* **Document text**:
Private Vision. Notes on Jonas Mekas and Other Things Concerning our Particular Condition

In Lithuania, I am known as a poet, and they don’t care about my cinema. In Europe they don’t know my poetry; in Europe, I am a filmmaker. But here, in the United States, I am only a maverick!

– Jonas Mekas

 

On occasion of the March 2019 residency program at Cripta747 in Turin, I gathered a group of art writers, curators and artists for the screening of a film by Jonas Mekas (1922-2019). We transformed the gathering into a collective meeting to discuss art and contemporaneity, starting from a great model of the past. The following text is a record of the e-mail conversation we had afterwards. Participants in the meeting were: artists in residence João Drumond, Pete Fleming, and Emmy Skensved; Annalisa Pellino, Matteo Mottin, and Sergey Kantsedal, who attended as guests; Elisa Troiano, Alexandro Tripodi, Marianna Orlotti – the Cripta747 crew – and me (Vincenzo Estremo).

 

e-mail no. 1

Dear all,

I hope this email finds you well.

I am here to remind you to send me just a few impressions about our meeting at Cripta747 last March. Our meeting represented, more or less, an informal and illegal showcasing of the video work by Jonas Mekas. I decided to start with Mekas to reinforce his idea of distributing, among artists and people in New York, independent moving images and videos, and artist films. This idea aims to unveil the identities, ideologies, and imageries that are set in motion by video culture today. Our conversation was private but we hope it will have a future, that it’ll develop into real public programs. I thank you all to have made its number zero a reality, that started by exploring the material, spatial and political dimensions of the space of the screening. Please send me some thoughts and short texts about Mekas, more specifically about the idea beyond the Anthology Film Archive that we improperly reenacted, and more in general about our meeting. Hugs to everyone and it doesn’t matter how much you want to write, I will edit all the texts together.

Vincenzo Estremo

 

Jonas Mekas, Travel Songs (still), 1967-1981, Cripta747, Torino

Jonas Mekas, Travel Songs (still), 1967-1981.

 

e-mail no. 2

I was invited by Cripta747 to join a group to watch Travel Songs (1967-1981) by Jonas Mekas and to discuss ideas around the Anthology Film Archive.

Seemingly constructed from short clips that could be taken from “dailies” or “rushes”, the movement of the camera is unsteady, sometimes out-of-focus, and the film often double-exposed or sped up. A similar technique is used by the documentarian Adam Curtis in editing together archive and raw TV-news camera footage. Curtis, however, introduces a dissociative element through an incongruous soundtrack, rather than with film speed and dark room effects. Both editing techniques relate to a unitary vision of the auteur, either through a diaristic-phenomenological, or didactic, documentary practice.

In Travel Songs, Mekas seems to be exploring a personal nostalgia, an ontology of memory. The “songs” that constitute each new section and location in the film express an experience that is captured but not necessarily remembered. Time is compressed and the exactitude of the relationships between events is lost.

So how did it feel to watch these now historical images of Europe in 2019?

* **What this task involves**: Repeat the passage of the Jonas Mekas text between "Jonas Mekas, Travel Songs (still), 1967-1981." and "didactic, documentary practice.", inclusive.

* **Information provided**:

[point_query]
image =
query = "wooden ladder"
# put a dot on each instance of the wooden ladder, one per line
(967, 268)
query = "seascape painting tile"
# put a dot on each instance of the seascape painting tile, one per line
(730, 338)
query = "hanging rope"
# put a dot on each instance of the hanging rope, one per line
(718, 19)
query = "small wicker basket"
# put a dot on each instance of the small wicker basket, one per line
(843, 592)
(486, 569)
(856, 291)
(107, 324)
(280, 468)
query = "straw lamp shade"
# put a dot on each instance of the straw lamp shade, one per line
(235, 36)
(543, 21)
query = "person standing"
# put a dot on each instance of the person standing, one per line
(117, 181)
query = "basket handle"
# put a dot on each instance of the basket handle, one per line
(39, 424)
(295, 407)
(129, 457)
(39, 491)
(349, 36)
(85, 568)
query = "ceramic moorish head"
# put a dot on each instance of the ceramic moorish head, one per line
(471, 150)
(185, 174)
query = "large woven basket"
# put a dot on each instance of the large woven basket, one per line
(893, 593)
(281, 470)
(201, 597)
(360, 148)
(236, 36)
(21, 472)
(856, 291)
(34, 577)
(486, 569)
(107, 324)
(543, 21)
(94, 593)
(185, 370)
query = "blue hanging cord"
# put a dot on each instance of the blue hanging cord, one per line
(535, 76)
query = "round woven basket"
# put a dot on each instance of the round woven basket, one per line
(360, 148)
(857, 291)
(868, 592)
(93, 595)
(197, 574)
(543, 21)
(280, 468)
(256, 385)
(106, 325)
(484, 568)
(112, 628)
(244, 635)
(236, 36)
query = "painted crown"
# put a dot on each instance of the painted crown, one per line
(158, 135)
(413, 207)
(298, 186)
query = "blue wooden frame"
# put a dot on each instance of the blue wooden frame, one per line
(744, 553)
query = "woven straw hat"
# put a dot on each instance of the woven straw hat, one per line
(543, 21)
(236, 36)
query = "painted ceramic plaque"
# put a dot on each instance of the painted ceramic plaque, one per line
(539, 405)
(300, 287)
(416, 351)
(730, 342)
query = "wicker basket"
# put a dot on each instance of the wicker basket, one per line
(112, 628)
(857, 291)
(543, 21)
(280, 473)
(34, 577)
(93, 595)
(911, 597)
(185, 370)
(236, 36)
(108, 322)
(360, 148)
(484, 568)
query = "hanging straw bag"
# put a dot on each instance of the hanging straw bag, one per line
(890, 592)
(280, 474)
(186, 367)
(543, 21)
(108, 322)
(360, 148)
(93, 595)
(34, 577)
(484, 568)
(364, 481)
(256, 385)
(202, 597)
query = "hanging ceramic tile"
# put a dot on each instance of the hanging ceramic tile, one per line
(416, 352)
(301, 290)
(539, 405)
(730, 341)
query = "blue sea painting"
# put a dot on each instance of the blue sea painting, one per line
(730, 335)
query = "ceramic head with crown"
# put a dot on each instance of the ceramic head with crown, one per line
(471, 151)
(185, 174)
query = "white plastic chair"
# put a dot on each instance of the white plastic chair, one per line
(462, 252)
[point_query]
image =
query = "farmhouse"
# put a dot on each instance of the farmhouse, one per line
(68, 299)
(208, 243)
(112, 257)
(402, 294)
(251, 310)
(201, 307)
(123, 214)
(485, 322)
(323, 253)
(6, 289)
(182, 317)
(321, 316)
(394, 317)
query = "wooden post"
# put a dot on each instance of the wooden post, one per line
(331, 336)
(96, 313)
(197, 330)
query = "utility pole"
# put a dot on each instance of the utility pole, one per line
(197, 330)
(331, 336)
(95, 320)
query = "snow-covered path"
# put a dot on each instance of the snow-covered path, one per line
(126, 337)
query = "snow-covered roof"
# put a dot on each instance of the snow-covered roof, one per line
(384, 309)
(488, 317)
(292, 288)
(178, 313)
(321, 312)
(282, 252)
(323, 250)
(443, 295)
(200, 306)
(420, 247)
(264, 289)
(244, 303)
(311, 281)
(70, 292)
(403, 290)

* **Task result**:
Jonas Mekas, Travel Songs (still), 1967-1981.

 

e-mail no. 2

I was invited by Cripta747 to join a group to watch Travel Songs (1967-1981) by Jonas Mekas and to discuss ideas around the Anthology Film Archive.

Seemingly constructed from short clips that could be taken from “dailies” or “rushes”, the movement of the camera is unsteady, sometimes out-of-focus, and the film often double-exposed or sped up. A similar technique is used by the documentarian Adam Curtis in editing together archive and raw TV-news camera footage. Curtis, however, introduces a dissociative element through an incongruous soundtrack, rather than with film speed and dark room effects. Both editing techniques relate to a unitary vision of the auteur, either through a diaristic-phenomenological, or didactic, documentary practice.